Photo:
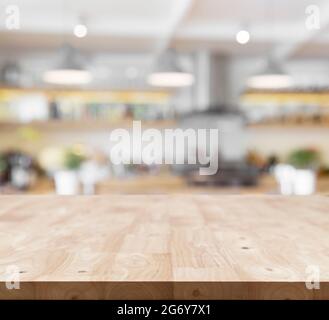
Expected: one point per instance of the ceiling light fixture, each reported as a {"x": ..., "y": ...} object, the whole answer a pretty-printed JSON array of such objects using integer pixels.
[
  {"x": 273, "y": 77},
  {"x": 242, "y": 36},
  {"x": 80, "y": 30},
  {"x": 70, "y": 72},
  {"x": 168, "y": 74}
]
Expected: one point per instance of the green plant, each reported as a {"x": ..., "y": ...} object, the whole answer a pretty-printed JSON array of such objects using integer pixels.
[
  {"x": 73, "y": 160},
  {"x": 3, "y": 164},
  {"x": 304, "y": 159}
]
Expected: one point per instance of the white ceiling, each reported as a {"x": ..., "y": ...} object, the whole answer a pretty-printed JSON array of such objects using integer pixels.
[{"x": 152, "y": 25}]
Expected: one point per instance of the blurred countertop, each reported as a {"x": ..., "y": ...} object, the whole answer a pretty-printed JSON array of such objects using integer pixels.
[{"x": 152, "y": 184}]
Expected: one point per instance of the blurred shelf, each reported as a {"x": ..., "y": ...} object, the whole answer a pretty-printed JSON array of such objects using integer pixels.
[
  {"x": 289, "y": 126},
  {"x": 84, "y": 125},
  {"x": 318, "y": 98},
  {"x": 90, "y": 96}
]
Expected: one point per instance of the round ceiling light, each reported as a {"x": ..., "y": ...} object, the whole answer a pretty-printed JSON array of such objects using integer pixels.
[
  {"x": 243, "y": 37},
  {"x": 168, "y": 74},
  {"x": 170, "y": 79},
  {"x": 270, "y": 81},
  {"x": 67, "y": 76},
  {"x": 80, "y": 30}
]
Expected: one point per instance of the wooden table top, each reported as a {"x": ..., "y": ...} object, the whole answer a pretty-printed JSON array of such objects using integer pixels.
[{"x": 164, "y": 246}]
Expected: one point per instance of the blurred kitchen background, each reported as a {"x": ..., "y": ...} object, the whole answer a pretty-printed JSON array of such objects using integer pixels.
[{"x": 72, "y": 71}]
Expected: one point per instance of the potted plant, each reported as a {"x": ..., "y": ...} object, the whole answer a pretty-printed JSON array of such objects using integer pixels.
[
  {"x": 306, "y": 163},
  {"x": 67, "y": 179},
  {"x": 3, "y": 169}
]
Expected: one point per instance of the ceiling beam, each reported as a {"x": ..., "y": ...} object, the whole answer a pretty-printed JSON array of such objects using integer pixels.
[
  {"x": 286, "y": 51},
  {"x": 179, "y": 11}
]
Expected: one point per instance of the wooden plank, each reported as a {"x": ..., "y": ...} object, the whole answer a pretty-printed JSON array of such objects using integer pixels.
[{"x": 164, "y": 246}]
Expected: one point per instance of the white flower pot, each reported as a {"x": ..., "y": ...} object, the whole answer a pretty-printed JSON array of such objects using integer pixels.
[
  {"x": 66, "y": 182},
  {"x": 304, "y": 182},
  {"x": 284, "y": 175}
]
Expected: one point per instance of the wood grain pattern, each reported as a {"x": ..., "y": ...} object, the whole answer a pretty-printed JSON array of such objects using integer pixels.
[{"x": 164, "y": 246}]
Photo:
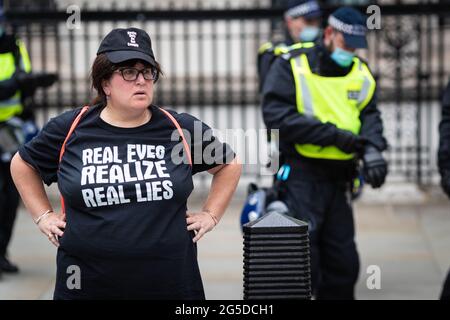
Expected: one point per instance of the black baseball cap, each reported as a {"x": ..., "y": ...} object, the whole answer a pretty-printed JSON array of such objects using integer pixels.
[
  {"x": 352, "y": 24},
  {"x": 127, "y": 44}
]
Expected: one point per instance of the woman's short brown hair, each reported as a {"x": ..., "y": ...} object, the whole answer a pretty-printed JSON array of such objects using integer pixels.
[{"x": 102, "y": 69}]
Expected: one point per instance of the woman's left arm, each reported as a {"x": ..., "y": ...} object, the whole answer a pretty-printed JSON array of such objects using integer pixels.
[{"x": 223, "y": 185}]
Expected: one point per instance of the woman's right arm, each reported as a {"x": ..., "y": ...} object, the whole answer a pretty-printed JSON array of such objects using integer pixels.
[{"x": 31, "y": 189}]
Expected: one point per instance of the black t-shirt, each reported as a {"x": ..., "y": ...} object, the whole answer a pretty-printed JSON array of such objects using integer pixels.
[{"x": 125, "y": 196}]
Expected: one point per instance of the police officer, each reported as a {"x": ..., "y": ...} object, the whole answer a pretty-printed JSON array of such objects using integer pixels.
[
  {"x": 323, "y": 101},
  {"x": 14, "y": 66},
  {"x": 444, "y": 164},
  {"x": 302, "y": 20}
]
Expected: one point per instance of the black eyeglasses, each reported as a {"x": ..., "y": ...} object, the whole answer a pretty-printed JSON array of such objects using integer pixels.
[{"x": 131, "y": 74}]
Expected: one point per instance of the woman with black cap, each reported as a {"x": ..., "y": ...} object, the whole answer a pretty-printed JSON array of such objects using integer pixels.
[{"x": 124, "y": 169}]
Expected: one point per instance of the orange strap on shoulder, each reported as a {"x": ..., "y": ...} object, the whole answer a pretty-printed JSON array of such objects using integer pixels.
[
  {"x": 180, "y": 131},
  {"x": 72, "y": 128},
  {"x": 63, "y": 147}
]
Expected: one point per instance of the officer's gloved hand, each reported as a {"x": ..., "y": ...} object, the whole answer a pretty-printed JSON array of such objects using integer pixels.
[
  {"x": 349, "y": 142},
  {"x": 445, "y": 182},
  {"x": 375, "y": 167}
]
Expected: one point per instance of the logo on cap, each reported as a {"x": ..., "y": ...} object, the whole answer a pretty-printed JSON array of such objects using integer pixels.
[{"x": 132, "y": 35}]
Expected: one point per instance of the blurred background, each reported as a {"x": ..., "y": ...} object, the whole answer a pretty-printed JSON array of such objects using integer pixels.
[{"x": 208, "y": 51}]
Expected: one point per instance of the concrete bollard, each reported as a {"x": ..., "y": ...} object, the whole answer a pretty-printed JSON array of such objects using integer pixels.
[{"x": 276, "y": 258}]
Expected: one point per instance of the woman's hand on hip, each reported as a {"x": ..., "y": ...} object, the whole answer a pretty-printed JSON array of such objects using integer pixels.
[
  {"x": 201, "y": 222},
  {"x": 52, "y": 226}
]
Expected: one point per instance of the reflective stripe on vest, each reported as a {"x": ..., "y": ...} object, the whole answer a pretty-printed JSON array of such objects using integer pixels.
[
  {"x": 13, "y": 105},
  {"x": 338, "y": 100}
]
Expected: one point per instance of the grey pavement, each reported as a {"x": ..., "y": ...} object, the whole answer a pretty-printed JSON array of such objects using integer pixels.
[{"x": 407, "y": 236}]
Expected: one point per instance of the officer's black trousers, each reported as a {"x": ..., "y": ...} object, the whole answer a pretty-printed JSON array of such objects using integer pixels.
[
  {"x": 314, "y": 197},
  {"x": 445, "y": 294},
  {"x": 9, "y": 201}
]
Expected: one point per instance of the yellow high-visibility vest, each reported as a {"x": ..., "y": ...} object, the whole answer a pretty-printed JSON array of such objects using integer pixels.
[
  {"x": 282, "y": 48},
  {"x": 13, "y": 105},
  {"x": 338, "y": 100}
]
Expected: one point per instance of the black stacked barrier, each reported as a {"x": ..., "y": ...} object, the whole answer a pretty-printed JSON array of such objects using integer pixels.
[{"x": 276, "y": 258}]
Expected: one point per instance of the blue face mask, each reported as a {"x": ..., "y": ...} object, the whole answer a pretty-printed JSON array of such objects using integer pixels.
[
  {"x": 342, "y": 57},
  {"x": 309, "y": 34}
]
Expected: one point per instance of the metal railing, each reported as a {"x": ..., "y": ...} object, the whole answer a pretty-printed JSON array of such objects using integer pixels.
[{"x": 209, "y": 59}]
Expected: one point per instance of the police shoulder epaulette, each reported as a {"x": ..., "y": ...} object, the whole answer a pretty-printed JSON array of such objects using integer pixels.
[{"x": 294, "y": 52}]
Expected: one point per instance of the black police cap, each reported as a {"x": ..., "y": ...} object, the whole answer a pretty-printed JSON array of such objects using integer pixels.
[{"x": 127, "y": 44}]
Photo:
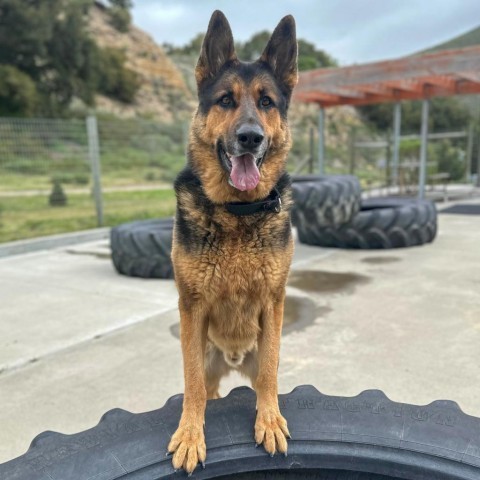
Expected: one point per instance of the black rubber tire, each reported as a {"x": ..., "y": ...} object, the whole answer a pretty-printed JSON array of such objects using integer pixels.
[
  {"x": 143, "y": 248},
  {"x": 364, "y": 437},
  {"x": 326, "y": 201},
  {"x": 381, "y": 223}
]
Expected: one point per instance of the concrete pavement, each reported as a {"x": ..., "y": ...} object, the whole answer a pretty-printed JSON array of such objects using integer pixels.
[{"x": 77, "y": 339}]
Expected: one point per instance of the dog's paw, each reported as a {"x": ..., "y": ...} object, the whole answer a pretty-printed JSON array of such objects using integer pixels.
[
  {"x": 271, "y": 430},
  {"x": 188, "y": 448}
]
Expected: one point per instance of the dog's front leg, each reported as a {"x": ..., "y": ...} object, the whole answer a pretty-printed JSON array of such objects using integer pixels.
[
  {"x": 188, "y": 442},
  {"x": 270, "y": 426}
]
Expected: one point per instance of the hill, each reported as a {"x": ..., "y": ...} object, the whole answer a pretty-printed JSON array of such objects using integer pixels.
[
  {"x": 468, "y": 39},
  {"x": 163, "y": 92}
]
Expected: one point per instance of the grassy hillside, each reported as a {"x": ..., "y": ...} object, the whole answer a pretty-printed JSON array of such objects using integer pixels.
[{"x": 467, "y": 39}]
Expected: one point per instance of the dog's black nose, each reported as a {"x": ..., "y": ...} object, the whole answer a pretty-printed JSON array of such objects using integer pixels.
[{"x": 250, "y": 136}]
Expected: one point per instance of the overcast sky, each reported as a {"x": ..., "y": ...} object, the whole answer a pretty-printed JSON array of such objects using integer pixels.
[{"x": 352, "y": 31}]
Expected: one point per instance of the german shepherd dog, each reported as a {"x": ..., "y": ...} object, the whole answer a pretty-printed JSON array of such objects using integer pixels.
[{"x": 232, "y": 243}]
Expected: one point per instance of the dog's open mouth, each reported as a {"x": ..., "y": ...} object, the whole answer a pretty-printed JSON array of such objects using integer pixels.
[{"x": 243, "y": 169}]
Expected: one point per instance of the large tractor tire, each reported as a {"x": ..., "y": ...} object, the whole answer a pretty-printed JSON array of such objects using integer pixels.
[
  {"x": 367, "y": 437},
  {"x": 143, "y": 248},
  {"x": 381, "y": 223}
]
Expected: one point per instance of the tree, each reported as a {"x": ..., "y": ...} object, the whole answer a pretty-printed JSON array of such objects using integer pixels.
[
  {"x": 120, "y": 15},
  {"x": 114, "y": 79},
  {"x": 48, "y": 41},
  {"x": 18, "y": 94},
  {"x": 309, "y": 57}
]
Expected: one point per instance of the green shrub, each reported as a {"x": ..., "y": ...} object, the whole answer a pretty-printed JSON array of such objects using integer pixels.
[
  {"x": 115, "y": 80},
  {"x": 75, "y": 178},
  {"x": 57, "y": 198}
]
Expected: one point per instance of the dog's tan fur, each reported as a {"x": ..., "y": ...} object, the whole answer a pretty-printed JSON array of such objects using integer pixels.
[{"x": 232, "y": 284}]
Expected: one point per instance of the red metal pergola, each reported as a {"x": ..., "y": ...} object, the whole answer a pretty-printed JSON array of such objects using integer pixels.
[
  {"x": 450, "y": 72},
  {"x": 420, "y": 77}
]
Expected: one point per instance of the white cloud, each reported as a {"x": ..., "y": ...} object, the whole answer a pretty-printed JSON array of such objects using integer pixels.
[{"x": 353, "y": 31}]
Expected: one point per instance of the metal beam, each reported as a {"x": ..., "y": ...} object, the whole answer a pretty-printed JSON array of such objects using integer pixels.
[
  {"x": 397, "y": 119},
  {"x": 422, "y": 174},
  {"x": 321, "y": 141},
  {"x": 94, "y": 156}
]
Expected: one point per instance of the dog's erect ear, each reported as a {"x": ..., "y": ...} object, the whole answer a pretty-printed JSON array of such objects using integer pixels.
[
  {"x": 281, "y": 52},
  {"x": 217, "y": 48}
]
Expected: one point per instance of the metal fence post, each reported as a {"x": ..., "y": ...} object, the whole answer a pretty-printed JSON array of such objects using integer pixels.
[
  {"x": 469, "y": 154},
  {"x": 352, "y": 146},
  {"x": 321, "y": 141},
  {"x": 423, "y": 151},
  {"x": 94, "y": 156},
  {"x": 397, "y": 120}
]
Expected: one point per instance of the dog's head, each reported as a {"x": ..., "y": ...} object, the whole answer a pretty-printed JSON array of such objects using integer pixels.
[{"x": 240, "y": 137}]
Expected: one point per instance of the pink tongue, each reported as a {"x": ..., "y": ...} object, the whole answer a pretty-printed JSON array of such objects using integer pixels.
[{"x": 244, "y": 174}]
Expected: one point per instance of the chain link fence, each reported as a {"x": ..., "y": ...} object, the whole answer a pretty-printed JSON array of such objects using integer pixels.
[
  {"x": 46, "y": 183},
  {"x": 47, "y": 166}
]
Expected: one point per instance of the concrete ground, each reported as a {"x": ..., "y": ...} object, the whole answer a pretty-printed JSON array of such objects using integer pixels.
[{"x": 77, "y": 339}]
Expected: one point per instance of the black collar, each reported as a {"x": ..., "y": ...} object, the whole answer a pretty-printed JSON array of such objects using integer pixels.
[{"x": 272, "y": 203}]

##########

*Assigned task:* Please output, exactly, the lines of the listing from the one containing "Expected: one point per instance of the chain" through the last, inclusive, and no other lines.

*Response for this exercise:*
Expected: one point per instance of the chain link fence, each reported as a {"x": ..., "y": ...} object, the whole answer a pretty-printed JSON array of such objects using integer pixels.
[
  {"x": 46, "y": 183},
  {"x": 47, "y": 166}
]
Expected: one point per instance of the concrete ground, each reported as a {"x": ..., "y": ...} object, the whole answer a pretty-printed JSON array of such objects using integer pixels.
[{"x": 77, "y": 339}]
Expected: one point per instance of the black collar, each reported as a {"x": ..., "y": ...} object, the whole answer a pretty-printed JSON array of such objects using integer pixels.
[{"x": 272, "y": 203}]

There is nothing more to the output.